Natural-language object grounding data
══════

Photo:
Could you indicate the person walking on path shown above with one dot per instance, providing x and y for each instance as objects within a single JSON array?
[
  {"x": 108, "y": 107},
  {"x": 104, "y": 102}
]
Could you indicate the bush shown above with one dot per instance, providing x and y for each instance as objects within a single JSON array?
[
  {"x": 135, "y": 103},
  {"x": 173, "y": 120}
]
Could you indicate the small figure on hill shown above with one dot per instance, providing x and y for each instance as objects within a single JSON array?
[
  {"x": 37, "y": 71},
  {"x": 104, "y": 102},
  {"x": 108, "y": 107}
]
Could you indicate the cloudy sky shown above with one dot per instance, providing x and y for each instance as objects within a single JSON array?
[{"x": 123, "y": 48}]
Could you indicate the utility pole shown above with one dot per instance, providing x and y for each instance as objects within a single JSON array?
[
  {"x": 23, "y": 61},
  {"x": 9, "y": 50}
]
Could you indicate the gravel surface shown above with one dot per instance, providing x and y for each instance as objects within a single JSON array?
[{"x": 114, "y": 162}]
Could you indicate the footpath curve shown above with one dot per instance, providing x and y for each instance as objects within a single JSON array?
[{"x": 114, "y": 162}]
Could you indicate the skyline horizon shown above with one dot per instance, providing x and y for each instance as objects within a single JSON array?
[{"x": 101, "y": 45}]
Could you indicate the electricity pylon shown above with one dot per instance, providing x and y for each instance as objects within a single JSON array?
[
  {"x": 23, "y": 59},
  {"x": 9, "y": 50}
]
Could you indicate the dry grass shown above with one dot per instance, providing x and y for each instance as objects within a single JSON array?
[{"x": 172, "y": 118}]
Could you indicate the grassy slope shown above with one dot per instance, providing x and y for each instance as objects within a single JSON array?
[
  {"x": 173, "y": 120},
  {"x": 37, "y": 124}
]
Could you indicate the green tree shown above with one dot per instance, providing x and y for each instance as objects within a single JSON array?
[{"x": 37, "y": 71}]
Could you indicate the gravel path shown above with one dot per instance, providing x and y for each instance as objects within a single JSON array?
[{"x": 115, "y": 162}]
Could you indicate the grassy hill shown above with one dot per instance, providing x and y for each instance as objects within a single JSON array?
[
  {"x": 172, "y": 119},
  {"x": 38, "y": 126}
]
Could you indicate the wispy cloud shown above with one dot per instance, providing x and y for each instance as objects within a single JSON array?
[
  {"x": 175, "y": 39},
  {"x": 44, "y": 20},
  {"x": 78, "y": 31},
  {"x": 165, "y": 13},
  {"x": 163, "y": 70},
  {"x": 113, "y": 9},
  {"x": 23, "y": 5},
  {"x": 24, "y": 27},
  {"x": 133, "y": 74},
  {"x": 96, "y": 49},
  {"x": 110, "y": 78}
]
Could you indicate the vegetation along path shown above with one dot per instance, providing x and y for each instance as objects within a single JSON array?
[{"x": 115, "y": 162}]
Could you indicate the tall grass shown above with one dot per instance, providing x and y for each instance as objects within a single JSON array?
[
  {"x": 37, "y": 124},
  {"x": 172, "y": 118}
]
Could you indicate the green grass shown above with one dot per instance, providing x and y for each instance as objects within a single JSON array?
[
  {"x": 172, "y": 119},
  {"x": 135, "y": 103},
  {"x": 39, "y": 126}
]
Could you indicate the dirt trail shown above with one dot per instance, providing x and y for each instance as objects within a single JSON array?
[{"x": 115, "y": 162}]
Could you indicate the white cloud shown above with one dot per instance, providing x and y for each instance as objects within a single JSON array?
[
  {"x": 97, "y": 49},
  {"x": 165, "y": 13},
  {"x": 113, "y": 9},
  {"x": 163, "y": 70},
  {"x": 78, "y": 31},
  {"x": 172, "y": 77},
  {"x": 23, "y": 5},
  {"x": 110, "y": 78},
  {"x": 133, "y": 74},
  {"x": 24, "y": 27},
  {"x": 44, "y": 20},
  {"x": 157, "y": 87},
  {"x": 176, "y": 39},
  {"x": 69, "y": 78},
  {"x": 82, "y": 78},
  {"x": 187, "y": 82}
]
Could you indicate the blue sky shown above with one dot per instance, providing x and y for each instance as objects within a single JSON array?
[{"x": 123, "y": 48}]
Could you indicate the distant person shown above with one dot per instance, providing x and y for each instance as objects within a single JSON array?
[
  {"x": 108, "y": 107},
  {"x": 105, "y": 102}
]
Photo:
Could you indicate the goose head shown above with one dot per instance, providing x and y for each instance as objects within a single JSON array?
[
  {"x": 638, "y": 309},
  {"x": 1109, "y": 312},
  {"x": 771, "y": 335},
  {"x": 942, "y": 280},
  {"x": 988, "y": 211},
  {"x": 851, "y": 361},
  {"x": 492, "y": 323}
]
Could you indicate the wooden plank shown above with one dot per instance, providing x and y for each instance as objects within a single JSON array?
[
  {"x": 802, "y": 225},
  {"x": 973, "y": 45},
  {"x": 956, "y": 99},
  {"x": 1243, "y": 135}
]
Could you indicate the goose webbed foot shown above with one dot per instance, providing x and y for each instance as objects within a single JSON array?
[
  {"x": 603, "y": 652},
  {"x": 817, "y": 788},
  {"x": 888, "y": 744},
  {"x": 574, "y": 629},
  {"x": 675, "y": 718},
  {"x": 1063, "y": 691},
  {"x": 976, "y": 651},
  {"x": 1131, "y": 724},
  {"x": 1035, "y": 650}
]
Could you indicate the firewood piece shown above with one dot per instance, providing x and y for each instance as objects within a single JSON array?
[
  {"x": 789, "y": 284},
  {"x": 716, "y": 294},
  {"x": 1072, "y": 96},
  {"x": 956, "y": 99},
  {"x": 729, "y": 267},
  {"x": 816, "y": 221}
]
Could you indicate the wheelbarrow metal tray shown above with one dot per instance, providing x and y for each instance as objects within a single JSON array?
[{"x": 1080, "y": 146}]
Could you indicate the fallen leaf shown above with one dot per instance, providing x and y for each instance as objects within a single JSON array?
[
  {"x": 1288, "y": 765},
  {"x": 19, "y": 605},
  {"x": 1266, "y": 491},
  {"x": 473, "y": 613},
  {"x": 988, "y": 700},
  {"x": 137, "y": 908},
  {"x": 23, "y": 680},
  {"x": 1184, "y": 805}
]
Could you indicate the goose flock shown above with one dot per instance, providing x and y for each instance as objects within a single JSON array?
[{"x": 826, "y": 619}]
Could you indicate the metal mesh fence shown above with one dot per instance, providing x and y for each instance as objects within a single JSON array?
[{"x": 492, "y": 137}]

══════

_Description of the task_
Would you repeat all of the entries exactly?

_Answer_
Photo:
Could you indicate the person walking on path shown above with one dot per instance, providing x and y for each instance as objects within a single JSON array?
[
  {"x": 108, "y": 107},
  {"x": 104, "y": 102}
]
Could you indicate the bush shown above with one dot per instance, providing x and y for each instance as objects within a single JSON array?
[
  {"x": 135, "y": 103},
  {"x": 173, "y": 120}
]
Could you indicate the small figure on hill shown above with one dot per instance, providing x and y for each instance as objects within a single JSON array?
[
  {"x": 37, "y": 71},
  {"x": 104, "y": 102},
  {"x": 108, "y": 107}
]
Could you indicate the cloudy sky shown above with one dot per instance, providing x and y for each instance as objects within a single JSON array?
[{"x": 123, "y": 48}]
Could you indicate the utility pole shown above with one dot per instance, providing x and y for each instance as objects within a single JSON array?
[
  {"x": 23, "y": 61},
  {"x": 9, "y": 50}
]
Could you indicate the gravel surface shown above with one dot per instance, providing x and y for each instance as objects within a single JSON array?
[{"x": 114, "y": 162}]
Could you indicate the footpath curve shown above with one dot per instance, providing x and y for each instance as objects within a single JSON array?
[{"x": 114, "y": 162}]
Could you indicate the skyline horizon shown above with one dot per instance, providing x and y for each instance as objects within a single JSON array?
[{"x": 101, "y": 45}]
Could you indicate the electricity pylon shown above with one dot per instance, providing x and y for each instance as objects within a single JSON array?
[
  {"x": 23, "y": 59},
  {"x": 9, "y": 50}
]
Could you indicate the dry grass shown above with one dot per instance, providing x and y for each instance as objects within a single JSON array?
[{"x": 172, "y": 118}]
Could you indicate the grassy slope shown above with one dot per instance, providing x and y for each instance as objects within a single JSON array?
[
  {"x": 173, "y": 120},
  {"x": 37, "y": 124}
]
Could you indicate the green tree shown above with one dot per instance, providing x and y for each instance as objects within a single JSON array?
[{"x": 37, "y": 71}]
Could you indicate the gravel path shown above with one dot per instance, providing x and y for each instance as objects within a single JSON array?
[{"x": 115, "y": 162}]
Could you indicate the grassy hill shown above with one dot per instance, providing x and y for each instance as objects within a single JSON array?
[
  {"x": 172, "y": 119},
  {"x": 38, "y": 126}
]
Could you indicate the wispy cloud shown above with one dot per instance, providing x and y for each instance as objects within a single JSON array?
[
  {"x": 175, "y": 39},
  {"x": 44, "y": 20},
  {"x": 78, "y": 31},
  {"x": 165, "y": 13},
  {"x": 163, "y": 70},
  {"x": 113, "y": 9},
  {"x": 23, "y": 5},
  {"x": 24, "y": 27},
  {"x": 133, "y": 74},
  {"x": 96, "y": 49},
  {"x": 110, "y": 78}
]
Could you indicate the vegetation along path shown above with one dot per instance, providing x and y for each instance as objects within a single JSON array?
[{"x": 115, "y": 162}]
Could you indicate the tall grass shown above with one dot per instance, providing x and y for each instance as objects within a single JSON array?
[
  {"x": 37, "y": 124},
  {"x": 172, "y": 118}
]
Could you indicate the green grass shown above with one dot per instance, providing x and y for each instance as objects within a single JSON array?
[
  {"x": 172, "y": 119},
  {"x": 135, "y": 103},
  {"x": 39, "y": 126}
]
Could you indicate the dirt trail shown above with one dot per instance, providing x and y for each instance as objects within a single JSON array?
[{"x": 115, "y": 162}]
Could you indicate the white cloud shown above with one dot per instance, providing x and y for each instance as objects within a single JSON array?
[
  {"x": 97, "y": 49},
  {"x": 165, "y": 13},
  {"x": 113, "y": 9},
  {"x": 163, "y": 70},
  {"x": 78, "y": 31},
  {"x": 172, "y": 77},
  {"x": 23, "y": 5},
  {"x": 110, "y": 78},
  {"x": 133, "y": 74},
  {"x": 24, "y": 27},
  {"x": 44, "y": 20},
  {"x": 157, "y": 87},
  {"x": 176, "y": 39},
  {"x": 69, "y": 78},
  {"x": 82, "y": 78},
  {"x": 187, "y": 82}
]
Could you indicate the blue sky shown above with one dot per instance, providing x and y for each instance as objects within a single JSON array?
[{"x": 123, "y": 48}]
Could you indicate the distant person shown above with one dot per instance, providing x and y for each instance as objects within a single JSON array?
[
  {"x": 108, "y": 107},
  {"x": 105, "y": 102}
]
Photo:
Could you indicate the goose head shown above with one dot per instance, providing x and y for each instance as objects within a single JSON array?
[
  {"x": 638, "y": 309},
  {"x": 1109, "y": 312},
  {"x": 771, "y": 335},
  {"x": 942, "y": 280},
  {"x": 988, "y": 211},
  {"x": 851, "y": 361},
  {"x": 492, "y": 323}
]
Could you indicate the wooden plank shown above with one dot per instance, providing x and y for each instance as objects within a single JSON array?
[
  {"x": 802, "y": 225},
  {"x": 973, "y": 45},
  {"x": 956, "y": 99},
  {"x": 1243, "y": 135}
]
Could you indicate the goose webbed foot shown above with one dot per instance, providing x and y for each instance as objects within a single JSON array?
[
  {"x": 603, "y": 652},
  {"x": 817, "y": 788},
  {"x": 888, "y": 744},
  {"x": 574, "y": 629},
  {"x": 675, "y": 718},
  {"x": 1063, "y": 691},
  {"x": 976, "y": 651},
  {"x": 1131, "y": 724},
  {"x": 1035, "y": 650}
]
Could you indicate the firewood piece shown above with one dot per instance, providing x and y for each instance as objects within a single JSON array?
[
  {"x": 789, "y": 284},
  {"x": 716, "y": 294},
  {"x": 1072, "y": 96},
  {"x": 956, "y": 99},
  {"x": 729, "y": 267},
  {"x": 816, "y": 221}
]
Could you indicate the wheelbarrow metal tray shown above with one dot per instance, providing x and y for each instance as objects within a single JSON array?
[{"x": 1080, "y": 146}]
Could you indicate the fallen leaf shown above with one dot per instance, providing x and y for each instance as objects within a single JSON array?
[
  {"x": 1288, "y": 765},
  {"x": 19, "y": 605},
  {"x": 1266, "y": 491},
  {"x": 473, "y": 613},
  {"x": 988, "y": 700},
  {"x": 137, "y": 908},
  {"x": 23, "y": 680},
  {"x": 1184, "y": 805}
]
Could you indicate the goose flock shown above with one dot per instance, providing x and y for each instance as objects within a single JSON array?
[{"x": 826, "y": 619}]
Could you indicate the metal mesh fence shown above with one dot per instance, providing x and y for each instance as objects within a single JSON array?
[{"x": 492, "y": 137}]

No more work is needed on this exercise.